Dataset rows

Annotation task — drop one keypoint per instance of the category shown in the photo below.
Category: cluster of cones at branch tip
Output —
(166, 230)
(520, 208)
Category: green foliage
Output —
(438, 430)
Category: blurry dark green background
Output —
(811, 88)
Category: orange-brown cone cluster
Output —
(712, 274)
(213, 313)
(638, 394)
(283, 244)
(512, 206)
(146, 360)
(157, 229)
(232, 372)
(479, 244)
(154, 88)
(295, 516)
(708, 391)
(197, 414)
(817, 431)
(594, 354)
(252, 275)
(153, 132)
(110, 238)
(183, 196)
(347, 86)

* _YOUR OBJECTIVE_: Repeat every record exactly as written, please.

* _EXERCISE ANSWER_:
Annotation task — drop one keypoint per instance of the category shown in the photo below.
Category: cluster of cones at branch tip
Output —
(166, 230)
(520, 208)
Category: green foliage
Output —
(438, 430)
Category: blurry dark green background
Output —
(811, 88)
Category: orange-brown cone cluster
Output —
(712, 274)
(213, 313)
(638, 394)
(283, 244)
(512, 206)
(146, 360)
(157, 229)
(232, 372)
(479, 244)
(154, 88)
(295, 516)
(708, 391)
(197, 414)
(817, 431)
(594, 354)
(252, 275)
(153, 132)
(110, 238)
(183, 196)
(347, 86)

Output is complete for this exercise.